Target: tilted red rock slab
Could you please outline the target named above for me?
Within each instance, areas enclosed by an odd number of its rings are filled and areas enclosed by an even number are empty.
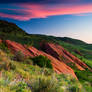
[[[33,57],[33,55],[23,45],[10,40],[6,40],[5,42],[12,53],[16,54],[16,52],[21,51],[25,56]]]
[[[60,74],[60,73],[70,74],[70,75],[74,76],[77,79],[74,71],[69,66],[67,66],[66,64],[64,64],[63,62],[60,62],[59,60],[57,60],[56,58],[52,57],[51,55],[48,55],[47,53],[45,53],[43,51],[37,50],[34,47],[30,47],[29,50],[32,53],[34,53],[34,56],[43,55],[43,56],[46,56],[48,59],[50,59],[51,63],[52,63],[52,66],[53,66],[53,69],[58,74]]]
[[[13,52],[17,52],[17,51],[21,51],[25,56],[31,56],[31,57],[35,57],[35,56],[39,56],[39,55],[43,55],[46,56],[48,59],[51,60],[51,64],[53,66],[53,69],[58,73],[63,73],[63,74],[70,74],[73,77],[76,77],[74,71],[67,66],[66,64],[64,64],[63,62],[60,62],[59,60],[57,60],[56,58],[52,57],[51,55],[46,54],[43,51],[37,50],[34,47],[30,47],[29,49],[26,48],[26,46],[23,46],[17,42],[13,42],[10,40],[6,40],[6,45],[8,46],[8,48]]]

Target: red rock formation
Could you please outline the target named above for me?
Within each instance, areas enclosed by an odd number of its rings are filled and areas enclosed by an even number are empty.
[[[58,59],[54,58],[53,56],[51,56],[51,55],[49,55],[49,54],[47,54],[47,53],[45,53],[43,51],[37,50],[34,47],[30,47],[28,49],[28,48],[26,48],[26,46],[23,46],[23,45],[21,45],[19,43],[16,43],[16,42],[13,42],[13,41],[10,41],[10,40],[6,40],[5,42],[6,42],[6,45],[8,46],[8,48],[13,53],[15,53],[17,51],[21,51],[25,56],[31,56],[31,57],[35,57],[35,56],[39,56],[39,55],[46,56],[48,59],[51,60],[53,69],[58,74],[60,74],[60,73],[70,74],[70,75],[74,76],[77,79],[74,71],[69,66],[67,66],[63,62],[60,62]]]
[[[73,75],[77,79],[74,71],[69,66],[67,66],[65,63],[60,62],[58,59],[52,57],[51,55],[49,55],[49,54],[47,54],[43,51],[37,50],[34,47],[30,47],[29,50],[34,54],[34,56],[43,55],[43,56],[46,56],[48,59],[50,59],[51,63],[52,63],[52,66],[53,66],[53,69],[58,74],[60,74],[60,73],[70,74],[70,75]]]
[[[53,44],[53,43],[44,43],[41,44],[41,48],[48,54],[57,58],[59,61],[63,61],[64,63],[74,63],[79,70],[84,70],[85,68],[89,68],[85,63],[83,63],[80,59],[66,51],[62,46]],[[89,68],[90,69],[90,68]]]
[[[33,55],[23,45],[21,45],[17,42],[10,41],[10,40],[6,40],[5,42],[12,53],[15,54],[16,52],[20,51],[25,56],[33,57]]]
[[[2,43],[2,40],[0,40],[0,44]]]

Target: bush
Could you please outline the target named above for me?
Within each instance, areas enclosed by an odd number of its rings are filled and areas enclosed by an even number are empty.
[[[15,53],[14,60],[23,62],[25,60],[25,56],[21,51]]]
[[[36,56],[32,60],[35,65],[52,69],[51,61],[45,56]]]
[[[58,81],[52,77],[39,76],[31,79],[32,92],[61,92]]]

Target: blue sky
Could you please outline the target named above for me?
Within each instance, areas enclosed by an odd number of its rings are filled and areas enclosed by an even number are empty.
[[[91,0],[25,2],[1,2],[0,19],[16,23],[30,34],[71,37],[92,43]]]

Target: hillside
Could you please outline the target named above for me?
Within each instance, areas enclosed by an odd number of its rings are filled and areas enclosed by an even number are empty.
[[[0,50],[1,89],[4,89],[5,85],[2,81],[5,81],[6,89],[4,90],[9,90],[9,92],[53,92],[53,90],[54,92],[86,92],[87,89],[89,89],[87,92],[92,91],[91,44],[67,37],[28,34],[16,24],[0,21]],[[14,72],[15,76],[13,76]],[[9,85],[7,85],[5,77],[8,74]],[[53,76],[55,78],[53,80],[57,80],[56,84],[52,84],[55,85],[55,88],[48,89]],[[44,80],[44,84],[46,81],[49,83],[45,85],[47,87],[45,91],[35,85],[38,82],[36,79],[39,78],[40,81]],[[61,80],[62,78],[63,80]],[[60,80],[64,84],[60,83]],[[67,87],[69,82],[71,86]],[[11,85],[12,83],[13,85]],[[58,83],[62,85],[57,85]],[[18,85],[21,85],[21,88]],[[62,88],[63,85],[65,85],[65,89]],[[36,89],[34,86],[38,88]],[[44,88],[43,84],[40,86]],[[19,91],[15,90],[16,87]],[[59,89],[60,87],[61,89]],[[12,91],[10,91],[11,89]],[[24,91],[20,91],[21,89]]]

#####

__Problem to solve__. Reproduce every one of the lines above with "rock" swapped for "stone" wherever it occurs, keeping everything else identical. Omit the pictures.

__Solution below__.
Target: tilted red stone slab
Could you please outline the target named above for me?
Within each instance, areas enclosed by an odd number of its rings are filled and areas enclosed by an even number are empty.
[[[33,57],[33,55],[23,45],[10,40],[6,40],[5,42],[12,53],[16,54],[16,52],[21,51],[25,56]]]
[[[60,74],[60,73],[70,74],[70,75],[74,76],[77,79],[74,71],[69,66],[67,66],[66,64],[64,64],[63,62],[60,62],[59,60],[57,60],[56,58],[52,57],[51,55],[48,55],[47,53],[45,53],[43,51],[37,50],[34,47],[30,47],[29,50],[32,53],[34,53],[34,56],[43,55],[43,56],[46,56],[48,59],[50,59],[51,63],[52,63],[52,66],[53,66],[53,69],[58,74]]]
[[[13,52],[17,52],[17,51],[21,51],[25,56],[31,56],[31,57],[35,57],[35,56],[39,56],[39,55],[43,55],[46,56],[48,59],[51,60],[51,64],[53,66],[53,69],[58,73],[63,73],[63,74],[70,74],[73,77],[76,77],[74,71],[67,66],[66,64],[64,64],[63,62],[60,62],[59,60],[57,60],[56,58],[52,57],[51,55],[46,54],[43,51],[37,50],[34,47],[30,47],[29,49],[26,48],[26,46],[23,46],[17,42],[13,42],[10,40],[6,40],[6,45],[8,46],[8,48]]]

Target: red stone formation
Could you please outline the target named above for me?
Within each instance, areas enclosed by an odd number of its rings are filled and areas enclosed by an even number are empty.
[[[58,59],[54,58],[53,56],[51,56],[51,55],[49,55],[49,54],[47,54],[47,53],[45,53],[43,51],[37,50],[34,47],[30,47],[28,49],[28,48],[26,48],[26,46],[23,46],[23,45],[21,45],[19,43],[16,43],[16,42],[13,42],[13,41],[10,41],[10,40],[6,40],[5,42],[6,42],[6,45],[8,46],[8,48],[13,53],[15,53],[17,51],[21,51],[25,56],[31,56],[31,57],[35,57],[35,56],[39,56],[39,55],[46,56],[48,59],[51,60],[53,69],[58,74],[60,74],[60,73],[70,74],[70,75],[74,76],[77,79],[74,71],[69,66],[67,66],[63,62],[60,62]]]
[[[73,75],[77,79],[74,71],[69,66],[67,66],[65,63],[60,62],[58,59],[52,57],[51,55],[49,55],[49,54],[47,54],[43,51],[37,50],[34,47],[30,47],[29,50],[34,54],[34,56],[43,55],[43,56],[46,56],[48,59],[50,59],[51,63],[52,63],[52,66],[53,66],[53,69],[58,74],[60,74],[60,73],[70,74],[70,75]]]
[[[53,44],[53,43],[44,43],[41,44],[41,48],[48,54],[57,58],[59,61],[63,61],[64,63],[74,63],[79,70],[84,70],[85,68],[89,68],[85,63],[83,63],[80,59],[66,51],[62,46]],[[89,68],[90,69],[90,68]]]
[[[33,55],[23,45],[21,45],[17,42],[10,41],[10,40],[6,40],[5,42],[12,53],[15,54],[16,52],[20,51],[25,56],[33,57]]]
[[[2,43],[2,40],[0,40],[0,44]]]

Target: bush
Could you please outline the target named above for me?
Within each instance, areas enclosed by an odd number of its rings are filled and areas enclosed by an even number are empty.
[[[15,53],[14,60],[23,62],[25,60],[25,56],[21,51]]]
[[[36,56],[32,60],[35,65],[52,69],[51,61],[45,56]]]
[[[58,81],[52,77],[39,76],[31,79],[32,92],[61,92]]]

Target: blue sky
Could you please outline the target named above for me?
Within each instance, areas enclosed by an odd number of its rings are filled and areas enclosed by an even number are empty.
[[[91,0],[25,2],[1,2],[0,19],[16,23],[30,34],[71,37],[92,43]]]

Target: hillside
Could you please outline the target named above for me?
Within each instance, areas enclosed by an odd number of its rings are filled and areas enclosed by an even number are empty.
[[[0,50],[1,89],[4,89],[5,85],[2,81],[5,81],[6,89],[4,90],[9,90],[9,92],[53,92],[53,90],[54,92],[86,92],[87,89],[89,89],[87,92],[92,91],[91,44],[67,37],[28,34],[16,24],[0,21]],[[14,72],[15,76],[13,76]],[[9,85],[7,85],[5,77],[8,74]],[[53,76],[55,78],[53,80],[57,80],[56,84],[52,84],[55,85],[55,88],[48,89]],[[44,80],[44,84],[46,81],[49,83],[45,85],[47,87],[45,91],[35,85],[38,82],[36,79],[39,78],[40,81]],[[61,80],[62,78],[63,80]],[[60,80],[64,84],[60,83]],[[67,87],[69,82],[71,86]],[[11,85],[12,83],[13,85]],[[58,83],[62,85],[57,85]],[[18,85],[21,85],[21,88]],[[62,88],[63,85],[65,85],[65,89]],[[36,89],[34,86],[38,88]],[[44,88],[43,84],[40,86]],[[19,91],[15,90],[16,87]],[[59,89],[60,87],[61,89]],[[12,91],[10,91],[11,89]],[[24,91],[20,91],[21,89]]]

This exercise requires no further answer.